— BEGIN Passage shown —

Fifty Shades of Grey Movie Review

Agree on a safe word before you go into the cinema, so you can get out when you've had enough

by Steve Withers
Movies & TV Shows Review

37

Fifty Shades of Grey Movie Review

If you go to see Fifty Shades of Grey expecting lots of raunchy sex, you're going to be disappointed.

In fact it must be one of the most chaste 'erotic' movies I've ever seen, with no naughty action at all for over thirty minutes and hardly a single swear word in the entire film. When the action does finally arrive it's laughably tame, making you question why the film was even awarded an 18 certificate. Anyone who watched the Spartacus TV series is going to wonder what all the fuss is about; whilst Lars Von Trier's genuinely explicit and shocking Nymphomaniac makes Fifty Shades of Grey look like an episode of Sesame Street. What you actually get is a two hour advert packed full of lingering shots of gleaming luxury items and product placements. Because ultimately Fifty Shades of Grey is porn, just not the kind you're expecting.

— END Passage shown —
— BEGIN Source material —

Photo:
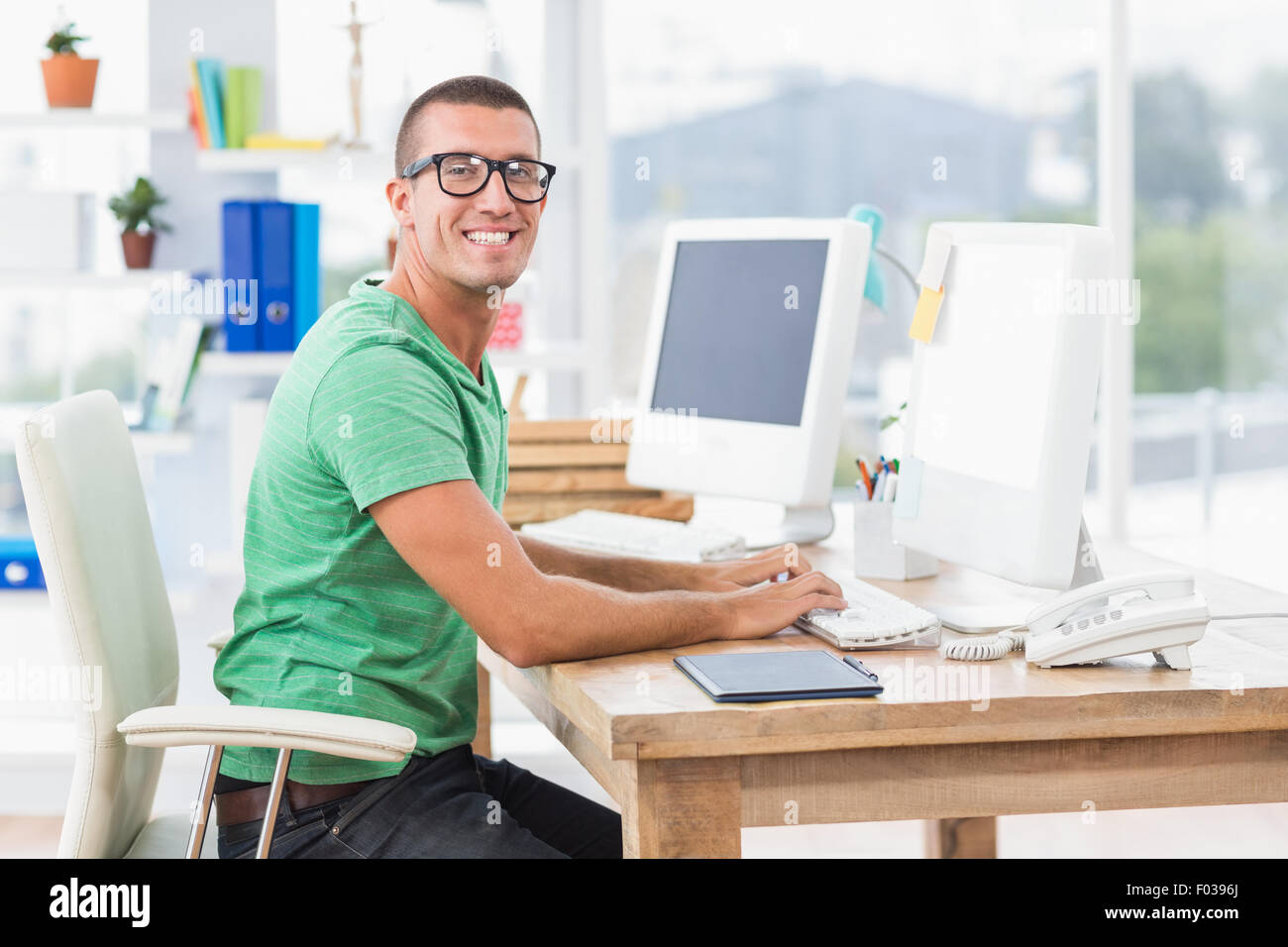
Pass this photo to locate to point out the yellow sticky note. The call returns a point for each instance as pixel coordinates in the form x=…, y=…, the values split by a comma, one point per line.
x=926, y=315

— END Source material —

- [Short problem]
Give everything from "by Steve Withers" down to "to be disappointed." in the movie review again, swapping "raunchy" for "steamy".

- [Finished task]
by Steve Withers
Movies & TV Shows Review

37

Fifty Shades of Grey Movie Review

If you go to see Fifty Shades of Grey expecting lots of steamy sex, you're going to be disappointed.